Text block
== Segment start ==

Microsoft critics scoff at offer
by John Hendren Seattle Times Washington bureau
WASHINGTON - Microsoft is expected to counter the federal government's threat to break up the company today with a proposal to change its business practices - an offer critics called "the antitrust equivalent of `no TV for a week.' "
Microsoft officials were still polishing the plan late yesterday, but the punishment the nation's largest software maker is outlining for itself is expected to give competitors greater access to the codes that underlie the Windows computer-operating system, while allowing computer sellers to hide access to its Web browser and modify the "desktop" that users see on their screens.
U.S. District Judge Thomas Penfield Jackson ordered the company to file the plan by today, 12 days after the federal government and 17 states filed a recommendation to break Microsoft in two.
The proposal is part of a two-pronged approach for Microsoft's legal strategists: They're offering a remedy plan that addresses the court's conclusion that Microsoft is guilty of federal antitrust violations. Separately, they're preparing a legal appeal that challenges that conclusion.
Microsoft managers have made no secret that they will continue to defy efforts to divide the company.
"They are trying to inflict government regulation on the software industry," spokesman Jim Cullinan said. Consumers have found that "Microsoft products are inexpensive and provide the features they need, whether it's at home, school or at work. We think that the customers in the marketplace of this country and around the world should be the ones who decide who wins and loses in the industry - not the government."

== Segment end ==

Data
== Segment start ==

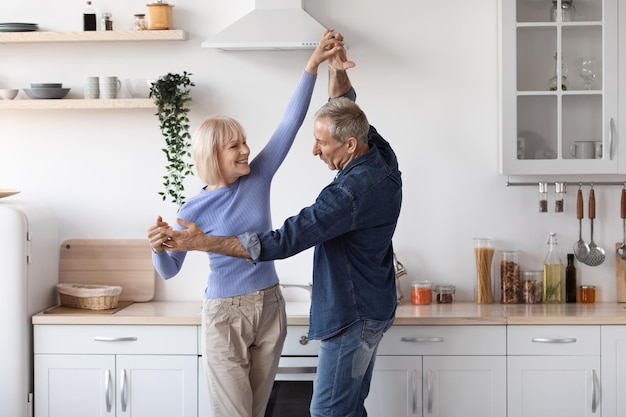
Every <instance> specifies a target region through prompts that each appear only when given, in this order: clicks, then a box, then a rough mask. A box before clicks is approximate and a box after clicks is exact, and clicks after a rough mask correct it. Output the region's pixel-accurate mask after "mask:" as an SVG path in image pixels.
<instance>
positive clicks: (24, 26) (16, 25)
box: [0, 23, 39, 32]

== Segment end ==

Using the information
(a) Summarize the Microsoft article in two sentences.
(b) Pick up the Microsoft article after its final sentence and write a few more paragraphs.
The listing isn't needed for this.

Answers for this exercise
(a) Microsoft was expected to answer the federal government's push to break it up with a court-ordered plan to change its business practices, such as giving competitors more access to Windows code and letting computer sellers hide access to its browser, an offer critics mocked. The company is also preparing an appeal of the court's antitrust ruling, and its spokesman said customers, not the government, should decide who wins and loses in the industry.

(b)
Microsoft's court proposal mirrors its offer during failed settlement talks. It concedes more than company lawyers say a higher court will require, but falls far short of the AT&T-style split government attorneys proposed on April 28.
The company's offer sounds similar to its 1995 consent agreement, said Ken Wasch, president of the Software and Information Industry Association. The Justice Department launched the antitrust case, claiming Microsoft violated the agreement.
"Microsoft is trying to turn back the clock to 1995 and say, `OK, we can live with the consent agreement,' " said Wasch, who supports a breakup. "It's the antitrust equivalent of `no TV for a week.' "
As Microsoft lawyers prepared to work the courtroom over the past week, company managers have been aggressively working public opinion and Capitol Hill.
Microsoft Chairman Bill Gates, for instance, wrote an article in the May 15 edition of Time magazine warning of technological perils to come under the government's plan.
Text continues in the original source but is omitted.